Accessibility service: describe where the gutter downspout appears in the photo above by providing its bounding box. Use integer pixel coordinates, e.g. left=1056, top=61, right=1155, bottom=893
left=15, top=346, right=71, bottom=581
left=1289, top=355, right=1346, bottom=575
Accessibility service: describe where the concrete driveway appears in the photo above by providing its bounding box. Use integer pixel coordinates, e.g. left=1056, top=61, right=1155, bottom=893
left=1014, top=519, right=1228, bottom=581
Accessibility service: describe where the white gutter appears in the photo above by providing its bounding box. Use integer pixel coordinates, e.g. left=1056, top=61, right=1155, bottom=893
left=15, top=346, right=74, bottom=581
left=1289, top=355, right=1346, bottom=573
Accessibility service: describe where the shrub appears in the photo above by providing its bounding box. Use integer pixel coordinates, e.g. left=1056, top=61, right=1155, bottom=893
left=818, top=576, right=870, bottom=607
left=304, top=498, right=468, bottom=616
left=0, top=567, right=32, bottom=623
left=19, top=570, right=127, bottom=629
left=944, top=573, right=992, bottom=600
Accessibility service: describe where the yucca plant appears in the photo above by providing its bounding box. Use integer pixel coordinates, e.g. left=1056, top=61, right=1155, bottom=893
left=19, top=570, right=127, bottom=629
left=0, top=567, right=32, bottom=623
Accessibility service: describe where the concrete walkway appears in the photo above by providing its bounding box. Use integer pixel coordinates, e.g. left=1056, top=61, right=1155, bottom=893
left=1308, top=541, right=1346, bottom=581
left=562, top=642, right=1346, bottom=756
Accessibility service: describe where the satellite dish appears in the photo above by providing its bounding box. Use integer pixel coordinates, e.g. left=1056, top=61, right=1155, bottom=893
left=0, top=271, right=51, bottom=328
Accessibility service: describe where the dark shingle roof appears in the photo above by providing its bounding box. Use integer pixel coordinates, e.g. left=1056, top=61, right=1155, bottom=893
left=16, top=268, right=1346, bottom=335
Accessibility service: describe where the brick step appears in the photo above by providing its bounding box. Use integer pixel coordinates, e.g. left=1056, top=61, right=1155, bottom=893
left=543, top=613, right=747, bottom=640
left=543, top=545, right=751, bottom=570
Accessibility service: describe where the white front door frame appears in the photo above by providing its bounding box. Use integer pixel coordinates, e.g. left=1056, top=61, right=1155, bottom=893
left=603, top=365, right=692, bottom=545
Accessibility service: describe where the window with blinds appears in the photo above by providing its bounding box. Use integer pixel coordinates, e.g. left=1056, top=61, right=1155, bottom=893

══════════

** YOUR INSTRUCTIONS **
Reproduce the lines of the data above, starting at the line that contains "Accessibility service: describe where the white gutter" and ending at the line that contains "left=1289, top=355, right=1346, bottom=573", both included. Keep every character unchanged.

** RESULT OF THE EXERCISE **
Accessibility service: describe where the white gutter appears in the photo above by providing its bounding box. Use integer pixel coordinates, e.g. left=1056, top=61, right=1155, bottom=893
left=15, top=346, right=74, bottom=581
left=1289, top=355, right=1346, bottom=573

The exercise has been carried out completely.